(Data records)

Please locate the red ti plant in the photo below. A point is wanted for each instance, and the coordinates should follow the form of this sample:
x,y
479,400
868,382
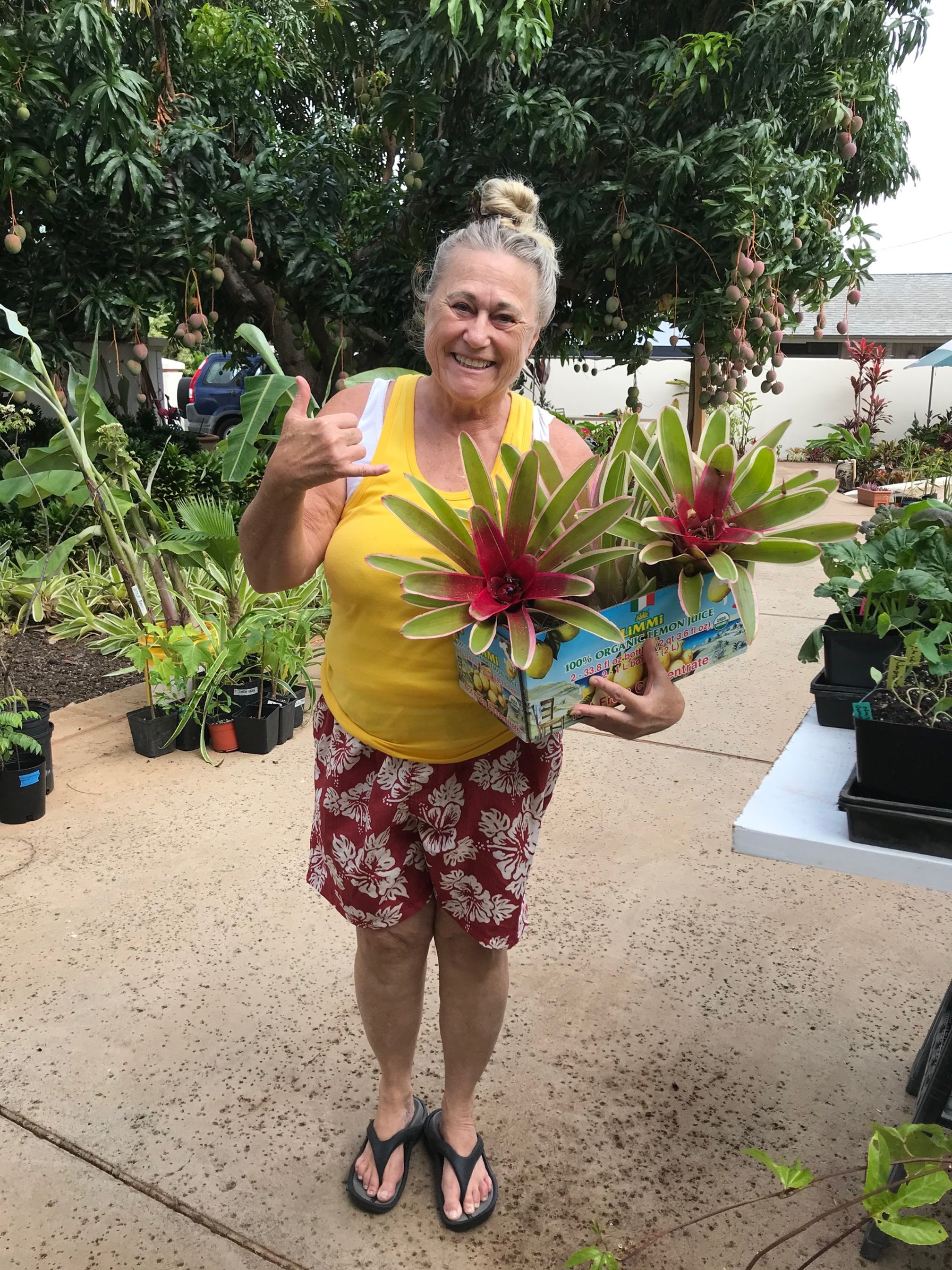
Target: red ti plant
x,y
868,378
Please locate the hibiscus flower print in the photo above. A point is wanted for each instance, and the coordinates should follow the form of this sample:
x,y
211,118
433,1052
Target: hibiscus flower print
x,y
388,916
470,902
441,816
401,778
371,869
501,774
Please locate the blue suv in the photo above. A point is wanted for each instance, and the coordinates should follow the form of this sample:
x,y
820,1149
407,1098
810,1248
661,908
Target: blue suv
x,y
211,401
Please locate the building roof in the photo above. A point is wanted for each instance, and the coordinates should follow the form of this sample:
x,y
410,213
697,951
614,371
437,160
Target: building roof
x,y
914,307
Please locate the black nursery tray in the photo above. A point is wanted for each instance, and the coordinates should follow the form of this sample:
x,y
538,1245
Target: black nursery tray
x,y
901,826
834,703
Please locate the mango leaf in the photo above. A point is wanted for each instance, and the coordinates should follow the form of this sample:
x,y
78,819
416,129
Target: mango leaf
x,y
478,478
382,372
433,531
782,511
777,551
746,600
676,451
441,621
921,1231
689,588
258,403
582,617
758,478
257,340
716,432
790,1176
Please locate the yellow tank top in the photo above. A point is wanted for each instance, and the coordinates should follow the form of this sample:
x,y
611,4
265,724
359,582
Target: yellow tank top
x,y
395,694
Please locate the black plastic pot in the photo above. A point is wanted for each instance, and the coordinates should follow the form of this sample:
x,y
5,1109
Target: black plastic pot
x,y
244,695
258,736
848,656
23,793
834,704
300,693
901,826
286,705
904,764
152,737
191,736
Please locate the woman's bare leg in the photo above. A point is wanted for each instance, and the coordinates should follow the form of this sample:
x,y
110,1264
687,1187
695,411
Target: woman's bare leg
x,y
474,987
390,970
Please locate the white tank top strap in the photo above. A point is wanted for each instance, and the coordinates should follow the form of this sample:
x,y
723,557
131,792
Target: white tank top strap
x,y
371,426
541,421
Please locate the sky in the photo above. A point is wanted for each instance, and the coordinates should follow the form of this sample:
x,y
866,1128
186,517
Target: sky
x,y
916,226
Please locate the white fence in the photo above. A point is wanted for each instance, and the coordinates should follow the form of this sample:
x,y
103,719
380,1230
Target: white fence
x,y
816,390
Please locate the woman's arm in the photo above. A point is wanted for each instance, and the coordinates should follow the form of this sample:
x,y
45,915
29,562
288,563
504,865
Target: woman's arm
x,y
287,526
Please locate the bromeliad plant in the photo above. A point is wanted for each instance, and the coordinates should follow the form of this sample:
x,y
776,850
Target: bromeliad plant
x,y
519,557
711,512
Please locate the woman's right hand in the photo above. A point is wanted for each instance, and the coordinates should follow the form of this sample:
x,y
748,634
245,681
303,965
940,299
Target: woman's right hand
x,y
318,450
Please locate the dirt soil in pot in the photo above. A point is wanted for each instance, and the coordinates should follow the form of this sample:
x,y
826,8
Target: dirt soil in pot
x,y
60,672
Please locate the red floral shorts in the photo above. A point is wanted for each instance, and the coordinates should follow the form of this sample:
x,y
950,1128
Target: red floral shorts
x,y
390,835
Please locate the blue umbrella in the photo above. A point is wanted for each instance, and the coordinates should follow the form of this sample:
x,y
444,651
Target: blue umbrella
x,y
941,356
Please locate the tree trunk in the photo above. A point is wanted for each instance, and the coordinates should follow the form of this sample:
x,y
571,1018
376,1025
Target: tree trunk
x,y
696,414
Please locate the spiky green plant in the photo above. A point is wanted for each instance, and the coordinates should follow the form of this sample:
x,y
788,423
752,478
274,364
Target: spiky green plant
x,y
521,556
710,512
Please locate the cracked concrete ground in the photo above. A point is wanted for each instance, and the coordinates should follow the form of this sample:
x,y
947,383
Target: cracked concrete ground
x,y
176,1001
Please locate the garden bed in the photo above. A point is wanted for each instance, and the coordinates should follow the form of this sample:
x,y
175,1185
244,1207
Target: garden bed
x,y
60,672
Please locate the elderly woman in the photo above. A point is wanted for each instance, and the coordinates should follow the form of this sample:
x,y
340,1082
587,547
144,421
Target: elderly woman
x,y
427,807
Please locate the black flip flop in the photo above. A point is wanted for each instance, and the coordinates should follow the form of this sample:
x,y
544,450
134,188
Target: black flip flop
x,y
382,1151
462,1166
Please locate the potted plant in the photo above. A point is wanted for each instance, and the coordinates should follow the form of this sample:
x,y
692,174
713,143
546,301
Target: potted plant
x,y
870,494
895,580
22,765
901,796
170,661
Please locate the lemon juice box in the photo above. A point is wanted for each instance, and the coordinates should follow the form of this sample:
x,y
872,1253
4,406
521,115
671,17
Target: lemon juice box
x,y
540,700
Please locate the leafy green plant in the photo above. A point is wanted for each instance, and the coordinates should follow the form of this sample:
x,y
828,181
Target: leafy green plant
x,y
899,578
519,557
13,741
923,1151
715,514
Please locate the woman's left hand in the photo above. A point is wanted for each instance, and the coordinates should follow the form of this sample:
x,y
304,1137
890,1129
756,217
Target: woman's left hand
x,y
637,714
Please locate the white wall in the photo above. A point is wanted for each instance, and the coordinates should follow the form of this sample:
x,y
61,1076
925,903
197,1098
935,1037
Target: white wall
x,y
816,390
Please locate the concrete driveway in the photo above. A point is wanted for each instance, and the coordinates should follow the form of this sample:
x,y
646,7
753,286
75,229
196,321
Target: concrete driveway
x,y
177,1007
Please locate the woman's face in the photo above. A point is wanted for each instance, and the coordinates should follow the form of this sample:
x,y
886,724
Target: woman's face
x,y
482,324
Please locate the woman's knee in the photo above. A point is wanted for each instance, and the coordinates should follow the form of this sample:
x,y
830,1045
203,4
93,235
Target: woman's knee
x,y
407,942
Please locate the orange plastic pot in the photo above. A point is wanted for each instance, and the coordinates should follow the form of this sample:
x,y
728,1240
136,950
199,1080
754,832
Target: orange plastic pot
x,y
222,737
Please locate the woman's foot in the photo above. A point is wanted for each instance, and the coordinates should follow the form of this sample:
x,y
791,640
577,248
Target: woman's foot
x,y
390,1119
460,1133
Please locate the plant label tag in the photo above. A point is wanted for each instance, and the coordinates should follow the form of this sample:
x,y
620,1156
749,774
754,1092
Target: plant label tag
x,y
540,702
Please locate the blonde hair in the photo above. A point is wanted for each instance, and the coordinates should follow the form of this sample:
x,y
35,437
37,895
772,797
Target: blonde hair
x,y
504,219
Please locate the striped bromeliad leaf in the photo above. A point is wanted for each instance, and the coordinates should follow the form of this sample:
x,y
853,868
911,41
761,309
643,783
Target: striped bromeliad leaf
x,y
523,548
716,514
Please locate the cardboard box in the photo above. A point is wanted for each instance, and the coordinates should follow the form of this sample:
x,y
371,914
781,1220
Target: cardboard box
x,y
541,704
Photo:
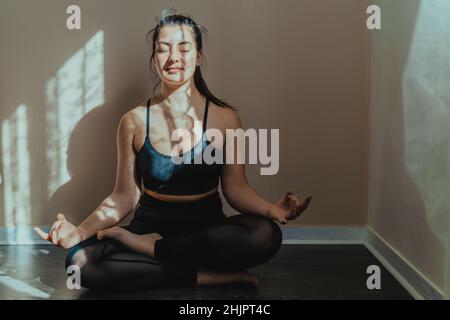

About this task:
From the first line to the last, copy the records above exactly and leave out the pictures.

Solved problem:
Please locate the red ti plant in the photo below. A point is wanted for each instance, and the coordinates should follow the form of this sample:
x,y
479,400
868,382
Target: red ti plant
x,y
868,378
Please locate the hibiscus flower print in the photo above. A point is wanted for each instance, and the coordinates should follow the form of this sample:
x,y
211,118
433,1052
Target: hibiscus flower print
x,y
388,916
470,902
441,816
401,778
371,869
501,774
Please locate the blue suv in the photo above. A point is wanted for each instance, and the coordinates should follow the form of this sample:
x,y
820,1149
407,1098
810,1248
661,908
Target: blue suv
x,y
211,401
Please locate the building roof in the photo above. A point is wanted for each instance, and the coordinates should follow the form of this sample:
x,y
410,213
697,951
614,371
437,160
Target: building roof
x,y
914,307
Please locate the black nursery tray in the photo above. A point is wanted for each instance, and the coordinates should follow the form of this sample:
x,y
538,1245
Target: black nursery tray
x,y
901,826
834,703
Please locate the mango leaf in the photo above. A point is wanted for each instance, and the coordinates should follow the form of this sample:
x,y
78,819
416,129
Target: mango leaf
x,y
478,478
382,372
433,531
782,511
777,551
746,600
676,451
441,621
921,1231
689,588
258,403
582,617
758,478
257,340
716,432
790,1176
Please locate the yellow tank top in the photo above. A point is wanted for each instance, and the coordinates should follow the form of this sample:
x,y
611,4
265,724
359,582
Target: yellow tank top
x,y
395,694
Please locate the black plastic pot in the photo above. A point is wanted for each instance, and the coordinates should follow the form of this sample:
x,y
5,1109
Target: black plastic pot
x,y
244,695
258,736
848,656
23,793
834,704
300,693
901,826
286,705
904,764
152,737
191,736
Please locate the woman's bare leg in the photo above. A point is wanted for each instance, and the coordinates should follow the form of this sample:
x,y
110,1264
687,1187
695,411
Target: woman's bare leg
x,y
474,987
390,970
Please locate the white tank top strap in the photo above. A point is wanted for each instance, and the coordinates should follow the form of this sample:
x,y
723,557
131,792
Target: white tank top strap
x,y
371,426
541,421
Please locate the sky in the photo above. A point is wanted for each instance, and the coordinates should follow the form of this sample:
x,y
866,1128
186,517
Target: sky
x,y
916,226
Please locate the white fence in the photo above. A point is wanted for each instance, and the coordinates should follow the form of this sample:
x,y
103,719
380,1230
Target: white fence
x,y
816,390
Please locate the woman's arm in the photo above. A point is wanted for each instance, and the coordinates should follow the form of this sample:
x,y
45,915
29,562
288,563
504,865
Target: woman's arm
x,y
287,526
Please locate the bromeliad plant in the photo above. A point is wanted for each instance, and the coordinates should follow the form of this sample:
x,y
776,850
Target: bromeliad plant
x,y
519,557
711,512
Please locate the woman's right hand in the photo above. A point is wanted for each instance, and the coordinates should follow the form of this sample:
x,y
748,634
245,681
303,965
940,299
Target: woman's right hand
x,y
318,450
Please locate the dirt soil in pot in the photo above. A point is wanted for each instance, and the coordinates should follow the form of this sample:
x,y
826,8
Target: dirt soil in pot
x,y
60,672
Please locate the red floral shorts in the photo above. A point is wanted for each instance, and the coordinates should follow the form of this sample:
x,y
950,1128
Target: red floral shorts
x,y
390,835
Please locate the blue umbrella in the photo above. A point is wanted for each instance, and the coordinates should follow the form of this sample:
x,y
444,651
Target: blue umbrella
x,y
941,356
Please locate the tree trunk in the photo above. A point is wanted for each instance, and the coordinates should follow the form of this sample:
x,y
571,1018
376,1025
Target: tree trunk
x,y
696,414
Please locate the spiky green plant in the photo above. A point is wanted for each instance, and the coordinates should follow the form of this sample:
x,y
788,423
752,478
274,364
Target: spiky green plant
x,y
521,556
710,512
Please locate the cracked concrete ground in the photo above. A point is wanted for each instance, and the coordinates should follow the form of this sample:
x,y
947,383
Target: cracked concrete ground
x,y
176,1001
Please locate the garden bed in the photo above. A point is wanted for each instance, and the coordinates should follow the form of this sample:
x,y
175,1185
244,1207
Target: garden bed
x,y
60,672
Please locate the elderly woman in the photo above. A point is wanted for each instance, and the coordinates should follow the form of this sample:
x,y
340,1082
587,547
144,421
Target: elderly woman
x,y
427,807
Please locate the black flip flop in the photo above. A point is wanted for each instance, and the coordinates should follow the form of this sample:
x,y
544,450
134,188
Target: black flip flop
x,y
382,1151
462,1166
Please locate the potted plant in the photo above. A point is wanted for each instance, and the coordinates should follow the form of this sample:
x,y
692,174
713,143
546,301
Target: potted plant
x,y
870,494
895,580
22,765
901,796
170,661
Please locate the lemon juice box in the photo above. A point is wanted for each instance, and the coordinates should follow the form of this sample:
x,y
872,1253
4,406
521,115
671,17
Target: lemon juice box
x,y
540,700
Please locate the leafy green plant in the photo above. A point is wanted for each instance, and the coordinates should follow the form of this sample:
x,y
828,181
Target: leafy green plant
x,y
899,578
519,557
13,741
923,1151
715,514
Please locate the woman's left hand in the photo above. A point is wanted for each instance, and the coordinates should follow the form of this sample:
x,y
304,1137
890,1129
756,217
Target: woman's left hand
x,y
637,714
Please locate the white wall in the photo above. A point is wanted for each instance, and the coordinates should follow the form of this sample:
x,y
61,1076
925,903
197,1098
935,1037
Target: white wall
x,y
816,390
Please locate the concrete driveway in the photo above. A point is wanted for each instance, and the coordinates should follow the form of this sample:
x,y
646,7
753,286
75,229
196,321
Target: concrete driveway
x,y
177,1007
Please locate the woman's face in the photo above. A point is wanted for each instance, and the coordinates should follow the form of this sample:
x,y
886,724
Target: woman's face
x,y
482,324
Please locate the woman's knee in the photo above. A point is wanted for each instance, and the coordinates should follow the form of this sample:
x,y
830,1045
203,4
93,235
Target: woman's knee
x,y
407,942
Please locate the orange plastic pot in the photo above. A point is wanted for each instance, and the coordinates should follow the form of this sample:
x,y
728,1240
136,950
199,1080
754,832
Target: orange plastic pot
x,y
222,737
Please locate the woman's foot in the photo above. A point is wanted for each instance, and the coordinates should follow the form of this sample:
x,y
791,640
577,248
Target: woman's foot
x,y
390,1119
460,1133
Please locate the plant label tag in the photo above. A point is wanted for each instance, and the coordinates should follow the form of this sample:
x,y
620,1156
749,774
754,1092
Target: plant label tag
x,y
540,702
Please locate the blonde hair in the photo above. A point is wanted for each instance, and the coordinates should follow the form of this sample:
x,y
35,437
37,895
772,797
Target: blonde hair
x,y
504,219
Please locate the striped bromeliad leaf in the photo above. A point is wanted for each instance, and the coordinates should follow the form of this sample:
x,y
853,868
911,41
761,309
643,783
Target: striped bromeliad leaf
x,y
523,548
716,514
Please locate the cardboard box in the photo above. A point is wanted for each instance, and the coordinates should follow the form of this sample:
x,y
371,914
781,1220
Target: cardboard box
x,y
541,704
Photo:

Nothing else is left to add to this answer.